Please reproduce the entries in full. Keep every character the same.

-=-=-

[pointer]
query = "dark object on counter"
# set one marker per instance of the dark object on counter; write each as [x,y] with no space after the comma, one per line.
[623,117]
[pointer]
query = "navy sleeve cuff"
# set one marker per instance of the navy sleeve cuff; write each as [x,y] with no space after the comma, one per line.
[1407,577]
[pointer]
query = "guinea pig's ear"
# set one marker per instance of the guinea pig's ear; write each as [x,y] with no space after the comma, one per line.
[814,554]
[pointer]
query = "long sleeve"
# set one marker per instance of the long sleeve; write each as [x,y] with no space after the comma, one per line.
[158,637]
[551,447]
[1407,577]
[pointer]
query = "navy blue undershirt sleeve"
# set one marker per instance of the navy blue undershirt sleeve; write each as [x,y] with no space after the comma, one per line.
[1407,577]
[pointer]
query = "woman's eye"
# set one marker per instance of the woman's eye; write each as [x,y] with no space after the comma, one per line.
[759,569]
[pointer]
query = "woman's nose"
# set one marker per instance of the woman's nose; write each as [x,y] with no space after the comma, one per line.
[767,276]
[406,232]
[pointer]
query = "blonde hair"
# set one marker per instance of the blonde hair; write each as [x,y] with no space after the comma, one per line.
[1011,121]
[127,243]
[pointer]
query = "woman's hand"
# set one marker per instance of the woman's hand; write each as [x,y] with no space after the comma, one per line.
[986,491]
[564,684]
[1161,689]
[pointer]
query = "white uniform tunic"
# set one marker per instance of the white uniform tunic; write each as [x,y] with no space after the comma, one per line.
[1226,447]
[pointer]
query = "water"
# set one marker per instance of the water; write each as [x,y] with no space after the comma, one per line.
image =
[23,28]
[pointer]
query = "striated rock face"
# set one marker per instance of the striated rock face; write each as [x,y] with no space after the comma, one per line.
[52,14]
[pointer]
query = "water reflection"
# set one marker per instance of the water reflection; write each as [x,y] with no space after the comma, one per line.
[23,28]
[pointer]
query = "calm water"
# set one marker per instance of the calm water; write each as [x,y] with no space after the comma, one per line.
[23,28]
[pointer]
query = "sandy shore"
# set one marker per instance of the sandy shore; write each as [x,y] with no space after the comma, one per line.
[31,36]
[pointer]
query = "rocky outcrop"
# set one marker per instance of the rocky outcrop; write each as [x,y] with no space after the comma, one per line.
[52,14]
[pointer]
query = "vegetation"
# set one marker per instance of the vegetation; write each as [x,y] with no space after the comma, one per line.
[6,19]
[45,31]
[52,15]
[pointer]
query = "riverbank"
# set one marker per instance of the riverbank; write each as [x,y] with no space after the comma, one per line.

-=-=-

▶ Response box
[pointer]
query = "dark object on counter"
# set one marker per instance of the dark object on counter; write each as [x,y] with no space after the comma, one per line.
[623,117]
[pointer]
query = "navy sleeve cuff"
# set one marker per instance of the navy sleeve cuff; write each as [x,y] with no space after the comma, one per line.
[1407,577]
[pointer]
query = "guinea pig's ear"
# set one marker per instance of the guinea pig's ear; write each as [x,y] with no space after the comma, one per line.
[814,554]
[pointer]
query = "long sleeve"
# set one marker per instance of the long sleeve; write each as [x,y] with no space after the comma, one per line.
[158,637]
[551,447]
[1407,577]
[pointer]
query = "navy blue undershirt sleeve"
# set one marker per instance of the navy blue undershirt sleeve; write each as [x,y] with no space after the comma, one per line.
[1407,577]
[pointer]
query = "woman's eye"
# set one marker per instance of the woman's eye; write each as [x,y] with no space after the comma, one per line.
[759,569]
[pointer]
query = "woman's nose"
# set one marker per instance of the woman's nose; write each as [x,y] with no space after the comma, one per line.
[767,276]
[406,232]
[pointer]
query = "blonde hair"
# set one marker per instance of the blonde hair; write each as [x,y] with no space after the comma, one per line.
[1011,121]
[127,243]
[pointer]
query = "woman's hand"
# set one marker per instance of the woman's hand; write each as [x,y] with no space after the comma, one per line.
[986,491]
[564,684]
[1161,689]
[pointer]
query = "white uniform tunic"
# set one marker per instance of the white uniform tunic; write each as [x,y] with no space after the comma, one per line.
[1226,447]
[pointer]
query = "water"
# set one marker per instance of the water; write each as [x,y] with no space after the comma, one per line.
image =
[23,28]
[pointer]
query = "striated rock face"
# set one marker per instance of the striated rock face; write each as [x,y] with no space after the comma, one per line.
[52,14]
[pointer]
query = "water reflection"
# set one marker per instance of the water reflection; write each as [x,y] with no space after the comma, one per line.
[23,28]
[pointer]
query = "calm water"
# set one marker per instance of the calm water; write each as [x,y] with no space after the comma, one per line.
[23,28]
[pointer]
query = "sandy shore"
# set one marker per instance of the sandy shore; write each as [x,y] with no space after the comma, one per line.
[31,36]
[pointer]
query = "rocky outcrop"
# set one marker per instance of the rocky outcrop; write each as [x,y] with no space after the comma, one per line.
[52,14]
[pointer]
query = "vegetation"
# set one marker per instance of the vegetation; write each as [x,y] with no space after the comma, one per line.
[6,19]
[45,31]
[52,15]
[pointer]
query = "riverbank"
# set one marker per instance of the riverbank; write each as [x,y] with no space after the comma, one per line.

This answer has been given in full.